- **Directive 1**: Reproduce the passage of the Google term-scoring write-up starting at "Keep in mind" and ending at "points on average)".
- **Directive 2**: Rewrite the entries starting at the line containing "I need to find the cloudy" and ending at the last line of the entries, replacing "cloudy sky" with "overcast sky" and leaving everything else unchanged.

- **Document section**:

Geographic and contextual markers
The system employs several kinds of specialized markers:
- geo:ypcat: Yellow Pages–style category codes (e.g., manicuring, nailsalon, museum, restaurant)
- geo;88d… – precise geographic zone encodings
- ss:here – a rare flag set for “around me” / “near me”
These markers enable Google to pinpoint geographic intent and tailor the results accordingly.
Keep in mind that the user’s actual location also plays a key role.

In this query, issued from a French IP address, Google translated “buy” into French (« acheter ») to broaden the search to local results that hadn’t been translated.
A Term‑Level Scoring System Revealed
Each word in the query is assigned a score for every ranked URL:


The scoring scale
Observed scores range from 0 to about 10 points per term/URL, following some very clear patterns:
- Stop words : always 0
- Terms in the title: major bonus (~3.5 points on average)
- Named entities: highest scores
- Videos, images, news results: always 0 – the score applies only to organic results
- Numbers: also always 0
The pairwise nature of the scoring
The same word can receive different scores for the same URL across two distinct queries. This confirms that the score is pairwise (query/document), with the query’s context directly influencing the weighting.
For instance, the term “seo” will have a different score for the same URL in these 3 queries:


Note that ‘define’ doesn’t appear in the page so has 0 points

Putting It in Perspective with Google’s Known Mechanisms
The Confirmed Processing Pipeline
The infographic from the latest antitrust trial (Source: U.S. Department of Justice) outlines the following architecture:

The query‑expansion system we uncovered is closely related to QUS (Query Understanding Service), while the score acts as a marker of how well query terms match their presence in the page TITLE or body. Cross‑referencing the 2024 leaks, the following high‑level pipeline still appears to hold:
GWS → Superroot → Query Understanding Service (QUS) → QBST → Scorers → Rerankers
Live experiments discovered in Google Search confirm QUS and QRewrite are actively in use:
- GwsLensMultimodalUnderstandingInQusUpstreamLaunch
- QuSignalsApiGwsLaunch
- QusPreFollowM1InQResSLaunch
- HpsQusToQrewriteMigrationCoordinatedLaunch
“Salient Terms” in the API documentation
The QualitySalientTermsSalientTerm documentation from the 2024 Google Leaks sheds light on the scoring mechanism:
- virtualTf – adjusted term frequency accumulated from title, body, anchors, and clicks
- idf – inverse document frequency (term scarcity)

- **Input**:
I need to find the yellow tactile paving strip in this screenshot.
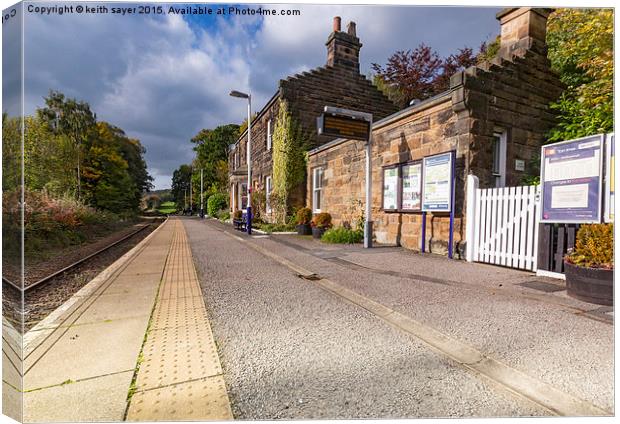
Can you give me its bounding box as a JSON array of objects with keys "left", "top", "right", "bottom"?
[{"left": 127, "top": 219, "right": 233, "bottom": 421}]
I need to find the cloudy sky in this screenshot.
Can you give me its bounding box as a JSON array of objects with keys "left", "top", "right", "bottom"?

- **Worked answer 1**:
Keep in mind that the user’s actual location also plays a key role.

In this query, issued from a French IP address, Google translated “buy” into French (« acheter ») to broaden the search to local results that hadn’t been translated.
A Term‑Level Scoring System Revealed
Each word in the query is assigned a score for every ranked URL:


The scoring scale
Observed scores range from 0 to about 10 points per term/URL, following some very clear patterns:
- Stop words : always 0
- Terms in the title: major bonus (~3.5 points on average)

- **Worked answer 2**:
I need to find the overcast sky in this screenshot.
Can you give me its bounding box as a JSON array of objects with keys "left", "top", "right", "bottom"?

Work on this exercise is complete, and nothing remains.